▶ **To be done**:
Return every line below that contains the string "mountain", with case counting.

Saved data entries

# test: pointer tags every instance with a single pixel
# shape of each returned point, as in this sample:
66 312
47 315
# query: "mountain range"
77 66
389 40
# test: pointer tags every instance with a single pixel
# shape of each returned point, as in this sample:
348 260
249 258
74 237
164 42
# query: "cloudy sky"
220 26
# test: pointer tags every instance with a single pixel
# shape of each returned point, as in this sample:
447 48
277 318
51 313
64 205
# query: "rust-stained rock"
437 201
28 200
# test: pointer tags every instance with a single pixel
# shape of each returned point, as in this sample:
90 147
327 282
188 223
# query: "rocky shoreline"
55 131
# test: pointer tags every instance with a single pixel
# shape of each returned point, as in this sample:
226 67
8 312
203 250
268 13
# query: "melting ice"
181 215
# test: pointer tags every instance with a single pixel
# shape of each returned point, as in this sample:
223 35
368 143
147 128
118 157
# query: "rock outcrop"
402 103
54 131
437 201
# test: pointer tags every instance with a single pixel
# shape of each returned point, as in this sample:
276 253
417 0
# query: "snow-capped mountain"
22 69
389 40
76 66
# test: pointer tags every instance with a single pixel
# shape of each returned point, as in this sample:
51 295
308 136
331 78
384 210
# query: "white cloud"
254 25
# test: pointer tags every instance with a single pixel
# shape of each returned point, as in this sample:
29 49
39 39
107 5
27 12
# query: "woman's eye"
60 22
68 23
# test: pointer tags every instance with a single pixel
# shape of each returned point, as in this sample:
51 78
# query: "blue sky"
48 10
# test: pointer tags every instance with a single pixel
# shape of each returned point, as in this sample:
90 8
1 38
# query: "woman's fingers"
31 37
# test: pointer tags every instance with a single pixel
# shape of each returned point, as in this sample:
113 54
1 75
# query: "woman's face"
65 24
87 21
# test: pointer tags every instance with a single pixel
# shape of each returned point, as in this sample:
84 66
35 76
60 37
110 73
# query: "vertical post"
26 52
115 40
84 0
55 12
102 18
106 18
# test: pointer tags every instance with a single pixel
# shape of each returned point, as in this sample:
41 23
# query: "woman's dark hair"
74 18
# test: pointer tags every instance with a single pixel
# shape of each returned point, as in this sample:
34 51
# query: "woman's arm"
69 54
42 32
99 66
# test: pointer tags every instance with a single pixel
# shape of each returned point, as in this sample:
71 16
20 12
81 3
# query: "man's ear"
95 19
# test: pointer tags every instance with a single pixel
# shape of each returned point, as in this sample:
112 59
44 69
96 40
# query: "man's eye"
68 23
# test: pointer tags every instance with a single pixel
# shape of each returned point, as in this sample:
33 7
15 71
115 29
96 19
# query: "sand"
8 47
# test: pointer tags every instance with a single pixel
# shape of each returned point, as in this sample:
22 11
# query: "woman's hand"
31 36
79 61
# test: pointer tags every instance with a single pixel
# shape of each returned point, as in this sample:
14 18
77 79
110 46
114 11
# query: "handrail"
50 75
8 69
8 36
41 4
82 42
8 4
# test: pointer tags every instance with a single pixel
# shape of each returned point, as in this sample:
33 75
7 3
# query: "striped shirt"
==
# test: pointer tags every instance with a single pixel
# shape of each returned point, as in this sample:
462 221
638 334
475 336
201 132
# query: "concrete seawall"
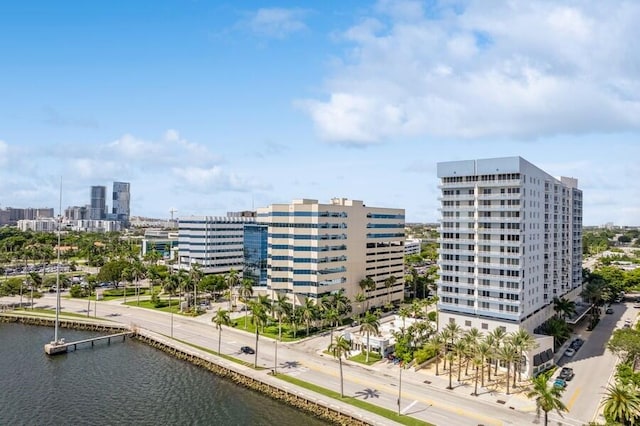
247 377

▶ **Full answer**:
# query: "mountain range"
# query: "snow-capped mountain"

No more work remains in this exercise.